**TASK OBJECTIVE**
Please convert the records in the stretch from the line containing "TARGET = lawn" through the line containing "[(178, 287)]" into a two-column CSV with the columns text and answer, one row per record. Put each field in double quotes and replace line breaks with spaces.

:: DATA PROVIDED ::

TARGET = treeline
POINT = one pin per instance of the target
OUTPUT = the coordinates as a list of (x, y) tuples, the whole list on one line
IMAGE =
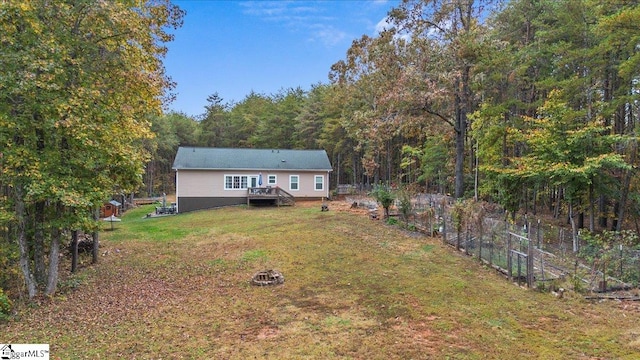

:::
:: DATA PROVIDED ::

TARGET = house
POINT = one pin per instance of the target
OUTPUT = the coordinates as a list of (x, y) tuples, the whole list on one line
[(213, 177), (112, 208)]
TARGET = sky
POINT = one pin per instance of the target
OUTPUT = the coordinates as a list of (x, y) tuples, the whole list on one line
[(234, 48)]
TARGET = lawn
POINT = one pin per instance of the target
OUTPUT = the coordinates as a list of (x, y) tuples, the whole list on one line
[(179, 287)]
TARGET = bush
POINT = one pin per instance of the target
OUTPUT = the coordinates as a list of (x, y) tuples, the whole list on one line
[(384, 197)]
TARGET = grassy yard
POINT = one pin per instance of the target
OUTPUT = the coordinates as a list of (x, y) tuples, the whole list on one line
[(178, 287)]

:::

**RESPONSE FOR THIS EXERCISE**
text,answer
"TARGET = lawn POINT = one pin per instance of the target OUTPUT = the coordinates as a list of (x, y) tuples, the whole list on one line","[(179, 287)]"
"TARGET = bush POINT = one pin per instance of the target OUTPUT = the coordinates as a list of (x, y) tuples, the whole list on one line","[(384, 197)]"
"TARGET = grassy yard POINT = one pin per instance of the target OUTPUT = the coordinates as a list of (x, y) tuples, the whole list on one line","[(178, 287)]"